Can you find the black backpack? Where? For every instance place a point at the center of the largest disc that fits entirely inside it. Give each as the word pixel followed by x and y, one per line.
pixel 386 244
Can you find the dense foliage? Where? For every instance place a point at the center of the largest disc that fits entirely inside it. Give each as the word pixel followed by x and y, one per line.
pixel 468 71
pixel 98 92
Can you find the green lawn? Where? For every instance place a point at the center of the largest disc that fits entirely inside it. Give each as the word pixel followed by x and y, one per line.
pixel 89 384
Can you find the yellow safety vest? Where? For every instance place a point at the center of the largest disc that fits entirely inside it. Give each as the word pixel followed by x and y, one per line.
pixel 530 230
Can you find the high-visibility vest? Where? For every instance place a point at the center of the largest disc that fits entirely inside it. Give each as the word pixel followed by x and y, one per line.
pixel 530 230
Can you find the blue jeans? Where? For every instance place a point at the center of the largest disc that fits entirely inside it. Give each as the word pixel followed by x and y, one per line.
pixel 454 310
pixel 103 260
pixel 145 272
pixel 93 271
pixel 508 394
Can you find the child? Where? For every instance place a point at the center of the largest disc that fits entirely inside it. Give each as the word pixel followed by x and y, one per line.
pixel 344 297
---
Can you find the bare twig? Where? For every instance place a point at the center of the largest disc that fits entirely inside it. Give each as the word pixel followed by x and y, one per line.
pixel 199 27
* * *
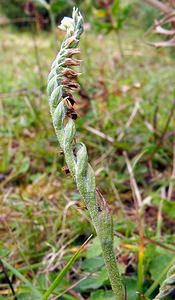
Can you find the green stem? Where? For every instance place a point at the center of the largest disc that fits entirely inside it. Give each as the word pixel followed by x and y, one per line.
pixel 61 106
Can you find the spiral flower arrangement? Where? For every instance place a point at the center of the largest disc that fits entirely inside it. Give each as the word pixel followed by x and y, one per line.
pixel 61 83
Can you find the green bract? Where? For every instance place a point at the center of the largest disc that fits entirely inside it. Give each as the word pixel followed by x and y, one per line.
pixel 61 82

[What you need to do]: Rewrite the data from the line containing "Can you find the green stem?" through the line containing "pixel 61 83" as a JSON list of strings, with one string per line and blank lines left out.

[Final result]:
[
  "Can you find the green stem? Where? For every instance place a point at the center of the largest disc that fits entirely inside it. Give each as the word pixel followed by x and y, one per line.",
  "pixel 61 106",
  "Can you find the spiral flower arrangement? Where? For every instance place a point at the center of the largest disc that fits entirely inside it. Give each as the word pixel followed by x and y, one per line.",
  "pixel 61 83"
]